====== Input ======

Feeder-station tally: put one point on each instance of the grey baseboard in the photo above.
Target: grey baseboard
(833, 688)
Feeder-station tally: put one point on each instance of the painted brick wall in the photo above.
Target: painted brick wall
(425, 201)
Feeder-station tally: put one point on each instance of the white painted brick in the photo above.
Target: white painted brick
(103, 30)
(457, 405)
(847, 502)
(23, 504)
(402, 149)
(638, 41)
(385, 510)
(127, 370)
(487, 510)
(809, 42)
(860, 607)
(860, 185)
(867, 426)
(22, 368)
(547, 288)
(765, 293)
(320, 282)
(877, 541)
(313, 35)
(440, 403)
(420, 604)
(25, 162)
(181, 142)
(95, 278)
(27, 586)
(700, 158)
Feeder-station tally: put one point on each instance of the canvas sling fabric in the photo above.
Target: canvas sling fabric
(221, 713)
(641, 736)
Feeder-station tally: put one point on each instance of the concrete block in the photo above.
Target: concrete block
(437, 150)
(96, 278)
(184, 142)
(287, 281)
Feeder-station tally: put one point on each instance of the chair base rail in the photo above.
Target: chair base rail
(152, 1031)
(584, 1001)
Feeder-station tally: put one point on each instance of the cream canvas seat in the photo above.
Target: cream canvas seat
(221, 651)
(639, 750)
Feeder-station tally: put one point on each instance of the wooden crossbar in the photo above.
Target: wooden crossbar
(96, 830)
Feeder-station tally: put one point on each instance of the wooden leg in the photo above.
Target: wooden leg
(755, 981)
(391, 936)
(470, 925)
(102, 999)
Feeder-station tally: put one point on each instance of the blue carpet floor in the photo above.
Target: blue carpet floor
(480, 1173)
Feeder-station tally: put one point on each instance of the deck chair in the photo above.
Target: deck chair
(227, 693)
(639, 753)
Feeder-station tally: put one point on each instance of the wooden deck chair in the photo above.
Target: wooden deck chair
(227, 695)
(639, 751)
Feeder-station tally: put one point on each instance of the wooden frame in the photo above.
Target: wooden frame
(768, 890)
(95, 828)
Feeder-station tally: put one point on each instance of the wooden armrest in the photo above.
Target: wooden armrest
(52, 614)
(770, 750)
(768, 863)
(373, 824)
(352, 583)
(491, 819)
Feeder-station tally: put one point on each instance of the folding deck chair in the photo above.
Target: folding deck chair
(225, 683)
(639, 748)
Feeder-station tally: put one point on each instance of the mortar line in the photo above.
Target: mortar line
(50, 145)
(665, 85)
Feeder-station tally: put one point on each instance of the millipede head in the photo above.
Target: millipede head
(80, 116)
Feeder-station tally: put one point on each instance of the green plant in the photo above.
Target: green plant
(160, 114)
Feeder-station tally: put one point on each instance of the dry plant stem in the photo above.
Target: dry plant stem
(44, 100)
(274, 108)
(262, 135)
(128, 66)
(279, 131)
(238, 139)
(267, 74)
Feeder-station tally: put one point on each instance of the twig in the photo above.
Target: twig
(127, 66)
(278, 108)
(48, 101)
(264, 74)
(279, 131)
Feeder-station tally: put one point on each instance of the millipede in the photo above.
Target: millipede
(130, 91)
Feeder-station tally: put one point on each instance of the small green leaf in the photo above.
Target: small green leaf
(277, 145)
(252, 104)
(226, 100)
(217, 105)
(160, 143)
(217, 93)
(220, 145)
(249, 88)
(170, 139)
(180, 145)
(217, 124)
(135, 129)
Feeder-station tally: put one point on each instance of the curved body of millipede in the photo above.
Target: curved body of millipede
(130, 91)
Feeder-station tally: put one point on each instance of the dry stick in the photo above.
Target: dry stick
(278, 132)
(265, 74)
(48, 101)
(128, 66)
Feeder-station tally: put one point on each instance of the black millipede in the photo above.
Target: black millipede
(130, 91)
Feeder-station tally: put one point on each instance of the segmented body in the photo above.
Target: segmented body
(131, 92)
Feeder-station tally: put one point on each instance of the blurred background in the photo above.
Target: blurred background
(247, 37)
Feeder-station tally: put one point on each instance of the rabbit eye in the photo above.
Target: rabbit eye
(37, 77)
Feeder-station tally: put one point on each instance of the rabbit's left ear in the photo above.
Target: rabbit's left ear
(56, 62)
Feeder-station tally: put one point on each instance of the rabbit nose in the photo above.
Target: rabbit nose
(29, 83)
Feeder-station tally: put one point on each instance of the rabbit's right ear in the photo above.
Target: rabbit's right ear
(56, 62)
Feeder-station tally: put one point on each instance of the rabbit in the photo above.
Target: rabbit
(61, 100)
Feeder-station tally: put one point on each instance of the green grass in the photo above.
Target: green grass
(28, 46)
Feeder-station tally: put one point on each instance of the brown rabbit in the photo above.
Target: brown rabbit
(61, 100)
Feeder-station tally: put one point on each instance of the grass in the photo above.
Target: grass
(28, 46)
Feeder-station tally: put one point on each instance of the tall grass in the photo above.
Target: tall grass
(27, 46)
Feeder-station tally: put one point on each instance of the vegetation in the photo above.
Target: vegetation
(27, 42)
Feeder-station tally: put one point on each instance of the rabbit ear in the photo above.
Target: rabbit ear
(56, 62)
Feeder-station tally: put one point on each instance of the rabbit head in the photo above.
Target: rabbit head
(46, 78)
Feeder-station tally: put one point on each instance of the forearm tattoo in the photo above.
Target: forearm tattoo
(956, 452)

======

◆ Directions for this task: Reproduce every one of these rows verbatim, from start to finish.

◆ Answer to the problem:
Feeder-station tally: put one point on each instance of the grey baseboard in the photo above.
Target: grey baseboard
(833, 688)
Feeder-station tally: put one point on each instance of the painted brick wall in the photo above.
Target: painted brick wall
(425, 201)
Feeder-station tally: put one point on each instance of the white painted brick in the photo above.
Target: white painted brick
(103, 30)
(457, 405)
(847, 502)
(23, 504)
(402, 149)
(638, 41)
(385, 510)
(127, 370)
(487, 510)
(809, 42)
(860, 607)
(860, 185)
(867, 426)
(22, 368)
(547, 288)
(765, 293)
(320, 282)
(877, 541)
(313, 35)
(440, 403)
(420, 604)
(25, 162)
(181, 142)
(95, 278)
(27, 586)
(700, 158)
Feeder-station tally: put one point on each instance of the canvas sling fabric in the photo above.
Target: canvas sling fabric
(221, 713)
(641, 736)
Feeder-station tally: put one point on each instance of the concrete block in the photo above.
Target: concrete block
(437, 150)
(96, 278)
(184, 142)
(287, 281)
Feeder-station tally: put one point on each instance of the chair base rail in the photo above.
Target: chair base rail
(152, 1031)
(584, 1001)
Feeder-station tally: put one point on each instance of the cream canvas seat in the photo above.
Target: cream canvas seat
(221, 651)
(639, 750)
Feeder-station tally: put one point on each instance of the wooden crossbar in the photo above.
Target: wooden crossbar
(96, 830)
Feeder-station tally: put one point on each instance of the wooden leg in the photo above.
Target: wooden leg
(755, 981)
(391, 936)
(470, 925)
(102, 999)
Feeder-station tally: put one point on each instance of the blue carpet floor in the photo above.
Target: blue carpet floor
(480, 1173)
Feeder-station tally: put one point on each instance of the deck chair in the photo above.
Target: deck chair
(227, 693)
(639, 753)
Feeder-station tally: put one point on each instance of the wooden deck chair in the photo above.
Target: wooden deck chair
(227, 695)
(639, 751)
Feeder-station tally: put one point on each instance of the wooden frame in the photo above.
Target: wooden frame
(768, 890)
(95, 828)
Feeder-station tally: put one point on each instance of the wooden armrest in the photo above.
Target: wooden armrest
(52, 614)
(770, 750)
(768, 863)
(373, 824)
(352, 583)
(491, 819)
Feeder-station tally: put one point on each instance of the folding deck chair in the photo above.
Target: folding deck chair
(225, 683)
(639, 748)
Feeder-station tally: put one point on each instance of the mortar line in the photo above.
Target: mortar line
(50, 145)
(665, 85)
Feeder-station tally: put one point on each instance of the millipede head in the photo above.
Target: millipede head
(80, 116)
Feeder-station tally: put one point on each instance of the green plant in the photo above.
Target: green plant
(160, 114)
Feeder-station tally: put one point on each instance of the dry plant stem in the photo above.
Target: dry plant stem
(44, 100)
(274, 108)
(262, 135)
(128, 66)
(279, 131)
(238, 139)
(267, 74)
Feeder-station tally: put one point on each instance of the twig in the photo above.
Target: twig
(127, 66)
(278, 108)
(48, 101)
(264, 74)
(279, 131)
Feeder-station tally: put one point on each instance of the millipede in the photo above.
Target: millipede
(130, 91)
Feeder-station tally: put one point on each instance of the small green leaf in the photo above.
Target: small green leaf
(277, 145)
(252, 104)
(226, 100)
(217, 105)
(160, 143)
(217, 93)
(220, 145)
(249, 88)
(170, 139)
(180, 145)
(217, 124)
(135, 129)
Feeder-station tally: put one point on each instance of the curved body of millipede in the photo above.
Target: curved body of millipede
(130, 91)
Feeder-station tally: put one point on each instance of the dry stick in the photo above.
Target: dry stick
(278, 132)
(265, 74)
(48, 101)
(128, 66)
Feeder-station tally: put one point on each instance of the black millipede in the photo above.
Target: black millipede
(130, 91)
Feeder-station tally: put one point on each instance of the segmented body in the photo above.
Target: segmented body
(131, 92)
Feeder-station tally: put one point on each instance of the blurred background in the photo above.
Target: blurred background
(247, 37)
Feeder-station tally: put one point on each instance of the rabbit eye in the photo above.
Target: rabbit eye
(37, 77)
Feeder-station tally: put one point on each instance of the rabbit's left ear in the photo above.
Target: rabbit's left ear
(56, 62)
Feeder-station tally: put one point on each instance of the rabbit nose in the photo above.
Target: rabbit nose
(29, 83)
Feeder-station tally: put one point on each instance of the rabbit's right ear in the photo above.
Target: rabbit's right ear
(56, 62)
Feeder-station tally: put one point on each instance of the rabbit in the photo above.
Target: rabbit
(61, 100)
Feeder-station tally: put one point on each instance of the green grass in the photo above.
Target: green grass
(28, 46)
Feeder-station tally: put one point on each instance of the brown rabbit in the photo above.
Target: brown rabbit
(61, 100)
Feeder-station tally: put one point on each instance of the grass in the photo above.
Target: grass
(28, 46)
Feeder-station tally: put one point on each instance of the tall grass in the photo above.
Target: tall grass
(27, 46)
Feeder-station tally: put one point on each instance of the vegetation in the photo above.
Target: vegetation
(27, 42)
Feeder-station tally: put one point on each instance of the rabbit ear in the photo above.
Target: rabbit ear
(56, 62)
Feeder-station tally: put one point on each instance of the rabbit head in the photo above.
Target: rabbit head
(46, 78)
Feeder-station tally: put one point on each instance of the forearm tattoo in the photo above.
Target: forearm tattoo
(956, 452)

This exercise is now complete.